What you have to do
Could you restate the data below word for word, without its pictures?

-------- Supplied material --------

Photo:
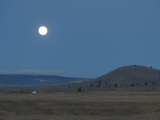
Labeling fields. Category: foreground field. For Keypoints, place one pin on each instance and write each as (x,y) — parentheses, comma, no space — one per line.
(80,106)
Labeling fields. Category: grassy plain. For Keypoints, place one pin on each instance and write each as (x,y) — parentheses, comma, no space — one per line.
(81,106)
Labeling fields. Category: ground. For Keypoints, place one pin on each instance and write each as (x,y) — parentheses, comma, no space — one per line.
(81,106)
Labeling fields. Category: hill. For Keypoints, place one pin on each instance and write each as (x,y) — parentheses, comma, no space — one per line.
(16,79)
(127,78)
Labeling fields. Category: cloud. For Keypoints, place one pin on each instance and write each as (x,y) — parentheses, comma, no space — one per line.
(36,72)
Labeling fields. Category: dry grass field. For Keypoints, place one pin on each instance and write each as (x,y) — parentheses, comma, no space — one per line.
(81,106)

--------

Task output
Photo:
Labeling fields. Category: foreground field. For Keypoints, place one pin on each instance and write each as (x,y) — parentheses, comma, no space — one per line.
(80,106)
Labeling fields. Category: grassy plain. For Keypoints, place one pin on each instance and write each as (x,y) — parentheses, comma, no space — one per line.
(81,106)
Labeling fields. Category: ground. For Keypoints, place one pin on each instance and write each as (x,y) — parentheses, comma, no space — one per line.
(81,106)
Labeling fields. Category: hill. For Keypoints, place one pin on each instance and write each as (x,y) — parentheses, comma, no space — one per line.
(16,79)
(127,78)
Labeling fields. Category: cloud. For Keypoints, place one pin on each instance and write each as (x,y) — parentheses, comma, no space — one per line.
(36,72)
Labeling fields. Category: dry grass field. For Keypoints, place one pin on each instance and write each as (x,y) — parentheses, comma, no space — one per line.
(81,106)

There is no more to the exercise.